### INFORMATION SUPPLIED
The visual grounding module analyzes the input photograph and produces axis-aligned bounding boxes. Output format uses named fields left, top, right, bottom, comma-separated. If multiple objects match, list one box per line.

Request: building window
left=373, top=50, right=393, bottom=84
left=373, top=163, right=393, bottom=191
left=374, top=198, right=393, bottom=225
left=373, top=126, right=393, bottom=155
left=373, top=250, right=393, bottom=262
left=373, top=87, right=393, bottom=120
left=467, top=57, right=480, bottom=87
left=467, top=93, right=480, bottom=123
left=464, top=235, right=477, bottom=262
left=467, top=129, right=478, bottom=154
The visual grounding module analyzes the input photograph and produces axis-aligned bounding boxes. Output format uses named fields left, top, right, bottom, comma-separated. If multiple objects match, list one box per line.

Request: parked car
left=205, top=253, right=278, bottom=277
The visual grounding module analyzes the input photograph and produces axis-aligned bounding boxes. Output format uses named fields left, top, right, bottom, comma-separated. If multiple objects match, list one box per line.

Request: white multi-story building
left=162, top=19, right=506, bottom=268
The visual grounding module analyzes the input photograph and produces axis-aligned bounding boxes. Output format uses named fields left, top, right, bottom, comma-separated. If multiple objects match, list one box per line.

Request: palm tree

### REQUEST
Copy all of the entries above word for word, line by line.

### WRITTEN ANSWER
The visual grounding module analyzes the input photograph and produces axis-aligned bounding boxes. Output format uses named fields left, top, right, bottom, comma-separated. If multiple objects match, list one box per line.

Request: building window
left=373, top=50, right=393, bottom=84
left=373, top=163, right=393, bottom=191
left=374, top=198, right=393, bottom=225
left=373, top=126, right=393, bottom=155
left=373, top=250, right=393, bottom=262
left=373, top=87, right=393, bottom=120
left=467, top=57, right=480, bottom=87
left=467, top=93, right=480, bottom=123
left=464, top=235, right=477, bottom=262
left=467, top=129, right=478, bottom=154
The visual grounding module analyzes the input photograph and produces axis-aligned bounding boxes. Output format uses named fields left, top, right, bottom, comma-separated. If multiple objects match, list one box per line.

Request: parked car
left=205, top=253, right=278, bottom=277
The visual grounding module analyzes the input photograph and produces axis-aligned bounding boxes. Output format uses named fields left, top, right, bottom, comma-separated. If multiple objects match, list one box per line.

Request: white multi-story building
left=162, top=19, right=506, bottom=268
The visual grounding module analyzes the input photograph and produces axis-aligned bounding boxes. Output format uses named fields left, top, right, bottom, comma-separated. If multiple objects match, list one box per line.

Request: palm tree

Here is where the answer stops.